## START

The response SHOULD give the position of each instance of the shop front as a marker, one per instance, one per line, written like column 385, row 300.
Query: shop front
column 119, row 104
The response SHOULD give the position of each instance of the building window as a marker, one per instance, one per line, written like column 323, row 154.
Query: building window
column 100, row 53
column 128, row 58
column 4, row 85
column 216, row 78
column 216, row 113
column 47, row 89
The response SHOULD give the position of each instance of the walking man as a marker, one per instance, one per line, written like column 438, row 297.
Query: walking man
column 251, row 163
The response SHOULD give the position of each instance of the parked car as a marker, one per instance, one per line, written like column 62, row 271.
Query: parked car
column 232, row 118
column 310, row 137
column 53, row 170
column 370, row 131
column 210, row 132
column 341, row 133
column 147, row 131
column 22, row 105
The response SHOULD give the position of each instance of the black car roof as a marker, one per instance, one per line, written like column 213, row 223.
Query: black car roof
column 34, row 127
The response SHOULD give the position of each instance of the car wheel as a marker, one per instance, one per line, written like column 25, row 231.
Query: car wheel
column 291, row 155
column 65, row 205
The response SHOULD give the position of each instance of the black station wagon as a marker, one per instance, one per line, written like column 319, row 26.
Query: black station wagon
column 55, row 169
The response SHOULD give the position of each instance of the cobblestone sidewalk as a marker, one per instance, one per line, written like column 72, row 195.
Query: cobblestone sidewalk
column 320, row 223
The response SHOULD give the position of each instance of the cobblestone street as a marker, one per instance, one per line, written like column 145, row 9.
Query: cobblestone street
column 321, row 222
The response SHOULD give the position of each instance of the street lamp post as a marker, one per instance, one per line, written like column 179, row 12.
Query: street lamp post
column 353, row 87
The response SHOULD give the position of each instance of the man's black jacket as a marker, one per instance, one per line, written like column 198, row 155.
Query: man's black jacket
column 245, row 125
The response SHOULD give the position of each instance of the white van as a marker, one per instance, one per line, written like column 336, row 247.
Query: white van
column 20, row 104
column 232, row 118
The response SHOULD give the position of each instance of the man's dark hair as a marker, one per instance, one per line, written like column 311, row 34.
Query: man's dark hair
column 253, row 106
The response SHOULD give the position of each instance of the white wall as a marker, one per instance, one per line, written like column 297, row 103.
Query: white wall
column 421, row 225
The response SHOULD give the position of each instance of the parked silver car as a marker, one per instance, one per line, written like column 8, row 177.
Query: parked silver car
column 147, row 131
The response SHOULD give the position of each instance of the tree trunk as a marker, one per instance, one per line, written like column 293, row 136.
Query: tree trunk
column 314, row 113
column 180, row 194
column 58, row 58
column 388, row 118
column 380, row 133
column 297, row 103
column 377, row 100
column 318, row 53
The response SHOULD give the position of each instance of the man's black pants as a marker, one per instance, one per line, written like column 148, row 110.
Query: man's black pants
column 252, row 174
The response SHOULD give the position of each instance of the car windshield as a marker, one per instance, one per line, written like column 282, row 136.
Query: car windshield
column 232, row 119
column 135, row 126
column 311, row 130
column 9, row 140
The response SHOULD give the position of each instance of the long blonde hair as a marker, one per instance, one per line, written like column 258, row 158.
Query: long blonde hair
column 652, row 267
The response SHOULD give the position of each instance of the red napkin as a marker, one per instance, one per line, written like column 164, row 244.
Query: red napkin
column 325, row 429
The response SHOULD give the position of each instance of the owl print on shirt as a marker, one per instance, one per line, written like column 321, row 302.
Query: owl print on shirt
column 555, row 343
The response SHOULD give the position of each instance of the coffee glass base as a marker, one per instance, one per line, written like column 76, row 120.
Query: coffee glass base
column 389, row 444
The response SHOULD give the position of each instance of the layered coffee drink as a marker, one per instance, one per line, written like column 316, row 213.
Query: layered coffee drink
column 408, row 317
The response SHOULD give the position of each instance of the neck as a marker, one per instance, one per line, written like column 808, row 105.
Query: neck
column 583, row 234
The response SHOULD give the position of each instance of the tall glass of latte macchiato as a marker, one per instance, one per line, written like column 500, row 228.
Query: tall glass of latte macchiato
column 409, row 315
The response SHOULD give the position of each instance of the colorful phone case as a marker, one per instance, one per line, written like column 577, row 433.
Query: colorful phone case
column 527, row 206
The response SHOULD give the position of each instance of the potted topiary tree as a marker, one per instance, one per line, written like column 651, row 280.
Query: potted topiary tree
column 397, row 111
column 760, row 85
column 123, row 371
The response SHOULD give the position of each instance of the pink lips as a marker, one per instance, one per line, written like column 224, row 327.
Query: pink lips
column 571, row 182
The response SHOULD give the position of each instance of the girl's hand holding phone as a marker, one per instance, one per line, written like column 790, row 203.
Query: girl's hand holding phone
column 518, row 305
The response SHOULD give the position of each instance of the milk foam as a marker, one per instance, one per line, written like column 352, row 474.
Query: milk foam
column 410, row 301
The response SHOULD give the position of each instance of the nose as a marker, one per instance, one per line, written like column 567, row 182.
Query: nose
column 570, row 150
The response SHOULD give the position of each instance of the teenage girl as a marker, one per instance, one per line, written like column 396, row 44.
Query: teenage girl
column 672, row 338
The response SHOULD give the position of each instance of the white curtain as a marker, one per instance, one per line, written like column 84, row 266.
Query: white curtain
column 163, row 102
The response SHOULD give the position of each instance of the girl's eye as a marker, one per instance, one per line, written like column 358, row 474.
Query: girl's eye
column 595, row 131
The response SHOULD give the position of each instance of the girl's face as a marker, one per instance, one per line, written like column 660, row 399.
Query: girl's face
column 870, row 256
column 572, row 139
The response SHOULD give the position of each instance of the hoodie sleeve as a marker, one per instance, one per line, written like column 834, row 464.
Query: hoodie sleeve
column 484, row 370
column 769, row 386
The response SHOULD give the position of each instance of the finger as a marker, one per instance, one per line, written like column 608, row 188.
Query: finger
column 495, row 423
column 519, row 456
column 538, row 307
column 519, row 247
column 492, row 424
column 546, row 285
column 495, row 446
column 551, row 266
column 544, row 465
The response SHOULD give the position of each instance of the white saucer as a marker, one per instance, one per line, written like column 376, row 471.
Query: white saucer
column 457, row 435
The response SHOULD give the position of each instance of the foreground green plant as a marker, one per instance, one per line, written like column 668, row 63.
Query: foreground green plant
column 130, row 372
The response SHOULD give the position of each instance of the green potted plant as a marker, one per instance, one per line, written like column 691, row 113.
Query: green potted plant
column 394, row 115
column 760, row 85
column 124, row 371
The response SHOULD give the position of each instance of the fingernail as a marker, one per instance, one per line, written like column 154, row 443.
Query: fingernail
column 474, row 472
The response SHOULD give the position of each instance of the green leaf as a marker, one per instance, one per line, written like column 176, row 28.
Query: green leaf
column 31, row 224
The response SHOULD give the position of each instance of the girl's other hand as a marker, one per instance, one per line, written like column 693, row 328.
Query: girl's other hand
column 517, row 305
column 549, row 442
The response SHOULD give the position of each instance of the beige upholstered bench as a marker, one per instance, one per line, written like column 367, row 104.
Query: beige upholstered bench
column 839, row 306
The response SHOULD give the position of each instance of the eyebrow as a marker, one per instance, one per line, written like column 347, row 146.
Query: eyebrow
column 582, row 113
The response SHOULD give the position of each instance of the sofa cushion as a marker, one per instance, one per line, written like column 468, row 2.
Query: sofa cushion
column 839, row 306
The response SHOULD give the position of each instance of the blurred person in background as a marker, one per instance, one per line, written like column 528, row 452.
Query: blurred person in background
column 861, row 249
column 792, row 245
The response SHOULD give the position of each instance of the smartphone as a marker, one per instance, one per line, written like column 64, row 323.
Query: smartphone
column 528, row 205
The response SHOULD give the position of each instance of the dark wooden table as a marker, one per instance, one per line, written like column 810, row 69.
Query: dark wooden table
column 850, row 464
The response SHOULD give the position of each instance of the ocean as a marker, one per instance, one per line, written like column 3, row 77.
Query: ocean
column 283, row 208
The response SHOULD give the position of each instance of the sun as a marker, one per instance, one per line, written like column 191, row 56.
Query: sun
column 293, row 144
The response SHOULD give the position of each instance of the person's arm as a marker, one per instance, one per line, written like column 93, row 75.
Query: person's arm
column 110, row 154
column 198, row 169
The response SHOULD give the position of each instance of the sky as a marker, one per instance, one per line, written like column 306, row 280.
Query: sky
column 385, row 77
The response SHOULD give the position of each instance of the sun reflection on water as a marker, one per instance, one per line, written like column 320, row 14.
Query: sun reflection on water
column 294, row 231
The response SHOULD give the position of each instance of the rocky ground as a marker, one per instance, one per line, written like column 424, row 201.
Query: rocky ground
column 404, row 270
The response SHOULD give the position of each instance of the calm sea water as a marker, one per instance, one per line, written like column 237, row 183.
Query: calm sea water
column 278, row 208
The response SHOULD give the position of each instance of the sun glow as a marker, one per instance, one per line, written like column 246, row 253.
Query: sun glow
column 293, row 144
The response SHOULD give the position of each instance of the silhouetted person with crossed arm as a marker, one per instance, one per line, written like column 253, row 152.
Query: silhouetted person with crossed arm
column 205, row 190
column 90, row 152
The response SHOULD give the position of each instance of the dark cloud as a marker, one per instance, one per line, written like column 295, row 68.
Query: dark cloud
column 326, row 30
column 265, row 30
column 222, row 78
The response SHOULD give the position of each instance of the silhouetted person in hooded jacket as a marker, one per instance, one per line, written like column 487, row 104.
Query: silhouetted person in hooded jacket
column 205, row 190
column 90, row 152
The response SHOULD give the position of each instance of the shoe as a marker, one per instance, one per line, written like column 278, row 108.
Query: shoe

## END

**What you need to do:** Rewrite the data as a JSON list of strings, one string per line with blank lines omitted. Begin at the line that contains "253, row 152.", including that line, and stop after the last line of the data.

**Expected answer:**
[
  "The response SHOULD give the position of each instance of the silhouetted person with crossed arm as a marker, one per instance, one per line, written like column 253, row 152.",
  "Query: silhouetted person with crossed arm",
  "column 205, row 190",
  "column 90, row 152",
  "The response SHOULD give the position of each instance of the dark cloud as a marker, one per instance, one per line, written like column 295, row 68.",
  "Query: dark cloud",
  "column 326, row 30",
  "column 265, row 30",
  "column 222, row 78",
  "The response SHOULD give the position of each instance of the silhouetted person in hooded jacket as a marker, one per instance, one per line, written like column 487, row 104.",
  "Query: silhouetted person in hooded jacket",
  "column 205, row 190",
  "column 90, row 152",
  "The response SHOULD give the position of each instance of the shoe as a marker, one per instance, one per line, written like column 278, row 108.",
  "Query: shoe"
]